— start —

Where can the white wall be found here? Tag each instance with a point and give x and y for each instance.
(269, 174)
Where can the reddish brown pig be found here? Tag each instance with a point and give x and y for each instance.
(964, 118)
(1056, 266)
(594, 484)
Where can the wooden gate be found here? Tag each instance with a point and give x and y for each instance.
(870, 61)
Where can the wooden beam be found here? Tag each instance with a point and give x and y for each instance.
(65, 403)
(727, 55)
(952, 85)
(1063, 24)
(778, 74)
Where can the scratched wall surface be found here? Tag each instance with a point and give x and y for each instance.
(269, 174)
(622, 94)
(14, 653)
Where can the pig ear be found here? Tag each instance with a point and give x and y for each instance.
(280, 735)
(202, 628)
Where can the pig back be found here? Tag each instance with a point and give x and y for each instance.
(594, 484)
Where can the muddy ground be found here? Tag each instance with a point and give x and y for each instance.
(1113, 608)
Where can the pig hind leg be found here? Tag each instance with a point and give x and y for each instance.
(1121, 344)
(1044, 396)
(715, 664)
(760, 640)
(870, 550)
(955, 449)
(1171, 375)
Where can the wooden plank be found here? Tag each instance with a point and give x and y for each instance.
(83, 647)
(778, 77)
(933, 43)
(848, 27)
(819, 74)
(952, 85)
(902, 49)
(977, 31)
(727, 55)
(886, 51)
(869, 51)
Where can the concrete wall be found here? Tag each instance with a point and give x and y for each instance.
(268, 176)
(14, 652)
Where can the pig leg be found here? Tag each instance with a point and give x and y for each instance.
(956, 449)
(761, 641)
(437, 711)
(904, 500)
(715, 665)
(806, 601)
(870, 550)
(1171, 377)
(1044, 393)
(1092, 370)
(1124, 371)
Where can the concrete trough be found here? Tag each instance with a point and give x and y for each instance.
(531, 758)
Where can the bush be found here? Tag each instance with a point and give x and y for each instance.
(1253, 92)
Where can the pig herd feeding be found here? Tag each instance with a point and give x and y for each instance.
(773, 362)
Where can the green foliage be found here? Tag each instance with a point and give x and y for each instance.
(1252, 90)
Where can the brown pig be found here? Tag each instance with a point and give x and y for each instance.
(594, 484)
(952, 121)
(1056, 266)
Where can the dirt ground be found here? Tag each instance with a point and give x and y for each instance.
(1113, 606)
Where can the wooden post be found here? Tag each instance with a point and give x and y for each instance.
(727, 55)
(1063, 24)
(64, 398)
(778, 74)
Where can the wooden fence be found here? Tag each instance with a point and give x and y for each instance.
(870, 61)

— end —

THE EXERCISE >>
Convert the listing above into a two-column CSV with the header columns "prompt" and "points", using one row for each entry in the listing. Put each entry's text and its answer in their own quoted field, and replace any line breaks with spaces.

TASK RESPONSE >>
prompt,points
"Where can the white wall be found here? Tag each instance with a point and give x and y for each instance.","(269, 174)"
"Where can the reddish brown pig be found here? Tag each instance with a point and give x and y for each instance.","(964, 118) (1056, 266) (594, 484)"
"Where can the wooden gate be found here? Tag each instance with a point and give x and y for each instance.","(870, 61)"
"Where can the wooden beam be found here? Tag each instance with a point and give x and y for each instance.","(65, 403) (727, 55) (952, 85) (1063, 24) (778, 74)"
"Where can the scratched wall surface be found here? Tag each instance with a point and give x and y for each instance.","(269, 174) (622, 94) (14, 653)"
"Where can the pig ear be found here? Tag each instance with a point and give x and y for each instance.","(280, 735) (202, 628)"
"Where can the pig back be found here? Tag each instance with a point and give x and y for each instance.","(594, 484)"
"Where can the muddy ground be found here? Tag each instance with a point and give x and y for each instance.","(1113, 608)"
"Where can the pig hind leg be found here? Tag each instance with a point and give x and y for each instance.","(1121, 344) (1044, 396) (715, 664) (760, 640) (870, 550) (955, 449) (1171, 375)"
"Where can the wooden plank be found here? Tag each instance with a point and give x and y for each instance.","(83, 647) (778, 77) (933, 43) (848, 27) (819, 74) (952, 85) (902, 49) (977, 31) (727, 55) (886, 51) (869, 51)"
"Where can the concrete wall be found here? Tag each instance with a point and give x and y for each instance.","(268, 176) (14, 652)"
"Where can the pig leg be found here? Tag each instance with a point and give x and y for each instance.","(956, 449) (761, 641) (437, 711) (904, 500) (715, 665) (806, 601) (870, 550) (1171, 377) (1044, 393) (1092, 370) (1124, 371)"
"Where can the concrete trough be found here? Tag each instance with a point and give x and y for each instance.","(531, 758)"
"Where can the bush be found here? Tag each instance with a point and give x and y for each instance.","(1253, 92)"
"Where can the pig herd feeding be found here? Tag each instance with a point and give x and y for each instance.","(773, 362)"
"Where can the green foliage be found here? Tag each instance with a point and give x and y for each instance.","(1252, 90)"
"Where can the brown pig be found here? Tag each instance with a point and give x and y for each instance.","(594, 484) (952, 121) (1056, 266)"
"Where can the dirt ground be found here? Tag each instance with a point and give x and y for each instance.","(1113, 606)"
"Where can the wooden post be found here? Tag each instance with a point and give x and y for each instance.","(727, 55) (1063, 24) (64, 398) (778, 74)"
"Where can the wooden fence be found here? Tag each instance with a point and give x and y for each instance.","(870, 61)"